[Entries from a pointing dataset]
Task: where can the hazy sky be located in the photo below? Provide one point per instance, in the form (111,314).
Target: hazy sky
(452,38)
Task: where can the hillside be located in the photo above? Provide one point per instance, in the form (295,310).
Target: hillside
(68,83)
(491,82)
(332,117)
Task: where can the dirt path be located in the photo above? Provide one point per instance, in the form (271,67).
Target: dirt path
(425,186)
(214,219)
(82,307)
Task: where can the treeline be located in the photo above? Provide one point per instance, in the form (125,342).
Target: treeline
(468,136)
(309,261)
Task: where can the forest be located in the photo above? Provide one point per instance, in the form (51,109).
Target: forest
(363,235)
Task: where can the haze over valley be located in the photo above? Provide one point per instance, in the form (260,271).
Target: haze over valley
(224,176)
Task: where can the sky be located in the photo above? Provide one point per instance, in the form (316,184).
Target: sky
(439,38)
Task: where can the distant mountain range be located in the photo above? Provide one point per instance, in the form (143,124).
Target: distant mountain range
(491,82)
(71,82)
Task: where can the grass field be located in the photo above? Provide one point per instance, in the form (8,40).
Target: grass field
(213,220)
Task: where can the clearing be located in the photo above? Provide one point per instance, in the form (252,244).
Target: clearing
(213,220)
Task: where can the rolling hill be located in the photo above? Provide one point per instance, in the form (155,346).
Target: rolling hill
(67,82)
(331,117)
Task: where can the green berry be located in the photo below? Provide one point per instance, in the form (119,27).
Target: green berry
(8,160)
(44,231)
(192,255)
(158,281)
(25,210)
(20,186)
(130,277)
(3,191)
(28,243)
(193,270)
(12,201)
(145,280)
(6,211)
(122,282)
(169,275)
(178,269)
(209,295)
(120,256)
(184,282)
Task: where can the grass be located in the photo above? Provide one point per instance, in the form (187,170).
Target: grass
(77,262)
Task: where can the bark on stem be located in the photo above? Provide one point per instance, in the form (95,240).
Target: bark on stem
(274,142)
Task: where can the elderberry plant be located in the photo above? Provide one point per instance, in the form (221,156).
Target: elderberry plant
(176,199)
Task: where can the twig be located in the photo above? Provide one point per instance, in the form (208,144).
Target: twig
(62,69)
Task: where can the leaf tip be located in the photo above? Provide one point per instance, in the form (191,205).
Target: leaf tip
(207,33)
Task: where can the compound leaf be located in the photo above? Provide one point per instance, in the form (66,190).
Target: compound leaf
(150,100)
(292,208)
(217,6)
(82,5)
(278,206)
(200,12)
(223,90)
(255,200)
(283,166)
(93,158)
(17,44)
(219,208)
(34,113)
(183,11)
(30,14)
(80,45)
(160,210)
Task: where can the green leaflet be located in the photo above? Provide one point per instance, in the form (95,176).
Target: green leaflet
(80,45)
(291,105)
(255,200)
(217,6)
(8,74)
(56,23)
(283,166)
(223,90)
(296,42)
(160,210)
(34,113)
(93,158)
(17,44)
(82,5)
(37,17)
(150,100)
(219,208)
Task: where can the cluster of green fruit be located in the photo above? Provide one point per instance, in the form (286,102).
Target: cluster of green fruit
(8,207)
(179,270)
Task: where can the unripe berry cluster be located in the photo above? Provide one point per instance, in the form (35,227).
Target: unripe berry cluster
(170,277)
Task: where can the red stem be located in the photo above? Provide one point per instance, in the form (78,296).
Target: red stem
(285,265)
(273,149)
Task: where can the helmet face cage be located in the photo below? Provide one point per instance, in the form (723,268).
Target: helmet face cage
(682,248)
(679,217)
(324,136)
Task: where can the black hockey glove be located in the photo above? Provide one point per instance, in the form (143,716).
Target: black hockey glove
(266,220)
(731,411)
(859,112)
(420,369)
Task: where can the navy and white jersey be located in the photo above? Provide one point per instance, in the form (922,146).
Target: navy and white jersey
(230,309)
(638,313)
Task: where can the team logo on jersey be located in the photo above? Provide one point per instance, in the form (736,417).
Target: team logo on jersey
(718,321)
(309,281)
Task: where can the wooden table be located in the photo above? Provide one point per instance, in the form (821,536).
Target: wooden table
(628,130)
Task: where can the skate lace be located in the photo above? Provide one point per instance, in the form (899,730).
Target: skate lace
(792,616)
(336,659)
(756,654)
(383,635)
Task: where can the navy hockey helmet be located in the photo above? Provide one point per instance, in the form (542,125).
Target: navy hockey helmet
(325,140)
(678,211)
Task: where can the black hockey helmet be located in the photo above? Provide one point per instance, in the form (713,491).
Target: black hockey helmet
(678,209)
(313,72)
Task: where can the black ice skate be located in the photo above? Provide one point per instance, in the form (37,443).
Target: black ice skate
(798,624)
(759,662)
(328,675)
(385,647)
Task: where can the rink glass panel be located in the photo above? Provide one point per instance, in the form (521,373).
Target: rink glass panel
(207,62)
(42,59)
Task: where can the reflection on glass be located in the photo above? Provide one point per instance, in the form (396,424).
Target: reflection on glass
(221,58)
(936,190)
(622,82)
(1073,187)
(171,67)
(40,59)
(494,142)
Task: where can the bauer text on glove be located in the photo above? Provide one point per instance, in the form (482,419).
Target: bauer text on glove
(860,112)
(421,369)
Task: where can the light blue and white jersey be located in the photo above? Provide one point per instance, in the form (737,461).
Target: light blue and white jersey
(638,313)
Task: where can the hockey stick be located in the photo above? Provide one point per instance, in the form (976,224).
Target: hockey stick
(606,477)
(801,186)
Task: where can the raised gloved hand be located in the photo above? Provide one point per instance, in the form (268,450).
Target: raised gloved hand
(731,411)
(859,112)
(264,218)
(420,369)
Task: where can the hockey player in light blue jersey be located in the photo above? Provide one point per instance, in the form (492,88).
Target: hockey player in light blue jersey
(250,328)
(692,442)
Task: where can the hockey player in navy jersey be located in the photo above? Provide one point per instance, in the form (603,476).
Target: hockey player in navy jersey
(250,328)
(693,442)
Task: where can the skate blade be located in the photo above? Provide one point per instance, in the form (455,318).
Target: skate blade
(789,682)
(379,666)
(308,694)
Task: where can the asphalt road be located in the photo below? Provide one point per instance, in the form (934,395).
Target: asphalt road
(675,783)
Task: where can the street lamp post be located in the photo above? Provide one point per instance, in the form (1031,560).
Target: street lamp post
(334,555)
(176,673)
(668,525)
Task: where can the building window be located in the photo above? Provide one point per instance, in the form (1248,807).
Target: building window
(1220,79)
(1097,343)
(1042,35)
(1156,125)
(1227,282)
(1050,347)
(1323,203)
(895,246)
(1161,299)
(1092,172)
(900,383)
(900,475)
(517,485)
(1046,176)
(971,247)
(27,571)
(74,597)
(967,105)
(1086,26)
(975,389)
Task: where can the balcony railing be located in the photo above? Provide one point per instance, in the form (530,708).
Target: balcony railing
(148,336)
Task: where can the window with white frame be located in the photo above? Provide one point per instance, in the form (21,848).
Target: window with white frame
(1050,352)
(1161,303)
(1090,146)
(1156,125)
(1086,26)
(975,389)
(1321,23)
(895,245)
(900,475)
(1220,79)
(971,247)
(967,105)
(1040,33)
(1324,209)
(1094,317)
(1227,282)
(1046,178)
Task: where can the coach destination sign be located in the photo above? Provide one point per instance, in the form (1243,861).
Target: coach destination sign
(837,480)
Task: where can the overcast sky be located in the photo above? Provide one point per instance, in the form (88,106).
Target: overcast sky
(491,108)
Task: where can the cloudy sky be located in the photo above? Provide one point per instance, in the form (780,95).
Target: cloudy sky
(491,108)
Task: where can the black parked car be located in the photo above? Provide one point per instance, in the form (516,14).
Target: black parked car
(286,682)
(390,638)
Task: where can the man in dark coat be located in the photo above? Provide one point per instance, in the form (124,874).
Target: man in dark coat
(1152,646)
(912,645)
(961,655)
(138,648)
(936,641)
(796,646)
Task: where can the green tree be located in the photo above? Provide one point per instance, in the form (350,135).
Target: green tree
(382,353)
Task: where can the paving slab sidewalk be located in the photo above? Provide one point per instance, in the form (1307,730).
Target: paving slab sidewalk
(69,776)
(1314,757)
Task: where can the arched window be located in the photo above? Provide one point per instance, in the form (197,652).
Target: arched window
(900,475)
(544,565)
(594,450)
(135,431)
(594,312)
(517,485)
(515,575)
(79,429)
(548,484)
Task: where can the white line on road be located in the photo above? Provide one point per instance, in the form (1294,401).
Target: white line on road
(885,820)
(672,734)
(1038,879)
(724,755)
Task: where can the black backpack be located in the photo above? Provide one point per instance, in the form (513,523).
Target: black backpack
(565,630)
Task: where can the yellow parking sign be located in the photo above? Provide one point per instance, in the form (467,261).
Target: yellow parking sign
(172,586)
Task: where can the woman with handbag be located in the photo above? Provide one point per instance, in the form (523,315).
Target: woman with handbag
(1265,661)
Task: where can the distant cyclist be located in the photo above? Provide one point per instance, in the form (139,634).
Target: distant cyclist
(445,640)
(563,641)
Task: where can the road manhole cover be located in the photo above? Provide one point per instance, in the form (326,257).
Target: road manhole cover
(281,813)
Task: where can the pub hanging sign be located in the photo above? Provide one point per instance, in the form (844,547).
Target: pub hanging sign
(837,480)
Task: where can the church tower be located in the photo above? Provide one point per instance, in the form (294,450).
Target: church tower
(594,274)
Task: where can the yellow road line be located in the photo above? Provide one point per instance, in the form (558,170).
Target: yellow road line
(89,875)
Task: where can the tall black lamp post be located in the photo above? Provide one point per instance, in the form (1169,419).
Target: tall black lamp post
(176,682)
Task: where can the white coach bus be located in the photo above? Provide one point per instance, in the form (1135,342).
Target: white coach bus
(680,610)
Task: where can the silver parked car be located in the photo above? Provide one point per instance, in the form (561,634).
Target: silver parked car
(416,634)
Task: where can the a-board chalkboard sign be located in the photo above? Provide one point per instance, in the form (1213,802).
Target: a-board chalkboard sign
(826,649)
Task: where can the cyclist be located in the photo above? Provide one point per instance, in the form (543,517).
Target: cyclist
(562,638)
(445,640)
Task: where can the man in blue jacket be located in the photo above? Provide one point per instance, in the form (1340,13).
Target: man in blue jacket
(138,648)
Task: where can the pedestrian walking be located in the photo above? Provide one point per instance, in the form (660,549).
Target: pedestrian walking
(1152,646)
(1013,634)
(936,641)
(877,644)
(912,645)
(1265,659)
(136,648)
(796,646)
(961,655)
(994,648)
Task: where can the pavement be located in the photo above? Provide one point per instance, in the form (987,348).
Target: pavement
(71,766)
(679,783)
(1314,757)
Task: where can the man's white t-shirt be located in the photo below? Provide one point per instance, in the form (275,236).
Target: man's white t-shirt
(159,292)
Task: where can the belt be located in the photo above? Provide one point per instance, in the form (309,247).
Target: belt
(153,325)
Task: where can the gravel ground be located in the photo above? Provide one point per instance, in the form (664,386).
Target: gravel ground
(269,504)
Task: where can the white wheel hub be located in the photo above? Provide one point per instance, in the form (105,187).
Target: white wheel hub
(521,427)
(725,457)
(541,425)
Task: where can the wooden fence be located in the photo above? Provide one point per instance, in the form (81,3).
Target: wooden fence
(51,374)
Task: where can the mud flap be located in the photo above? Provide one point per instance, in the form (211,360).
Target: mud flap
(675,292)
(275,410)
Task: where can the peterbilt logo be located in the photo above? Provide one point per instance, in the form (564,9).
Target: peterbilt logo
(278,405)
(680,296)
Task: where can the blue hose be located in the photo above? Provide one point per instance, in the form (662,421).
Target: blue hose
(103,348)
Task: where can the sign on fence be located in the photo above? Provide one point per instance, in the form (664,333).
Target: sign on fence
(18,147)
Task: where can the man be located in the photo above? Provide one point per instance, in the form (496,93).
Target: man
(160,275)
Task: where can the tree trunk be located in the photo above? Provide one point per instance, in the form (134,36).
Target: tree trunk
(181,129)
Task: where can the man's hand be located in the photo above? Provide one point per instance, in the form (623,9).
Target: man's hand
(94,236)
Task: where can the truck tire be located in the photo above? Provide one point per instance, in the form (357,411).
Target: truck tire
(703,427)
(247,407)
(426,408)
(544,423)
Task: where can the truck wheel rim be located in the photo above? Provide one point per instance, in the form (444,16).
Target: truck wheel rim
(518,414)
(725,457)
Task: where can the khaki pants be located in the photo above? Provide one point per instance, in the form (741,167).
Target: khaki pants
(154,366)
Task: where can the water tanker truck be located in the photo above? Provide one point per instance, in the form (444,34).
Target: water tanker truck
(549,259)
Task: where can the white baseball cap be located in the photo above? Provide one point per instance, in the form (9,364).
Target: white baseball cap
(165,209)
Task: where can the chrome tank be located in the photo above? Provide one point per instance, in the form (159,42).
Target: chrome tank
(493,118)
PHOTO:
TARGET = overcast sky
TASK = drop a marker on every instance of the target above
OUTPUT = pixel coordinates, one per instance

[PROMPT]: Copy out, word for word, the lines of the listing starting at the line that contains "Task: where can the white baseball" and ending with the final line of the listing.

[SOLUTION FOR THIS TASK]:
Task: where can the white baseball cap be located in the photo above? Provide one point per instance, in the form (9,364).
Target: white baseball cap
(165,209)
Task: where can the chrome tank be located in the photo above? Provide one point per instance, in the form (159,42).
Target: chrome tank
(493,118)
PHOTO:
TARGET = overcast sky
TASK = drop a marker on every instance of the target above
OUTPUT = pixel coordinates, one per instance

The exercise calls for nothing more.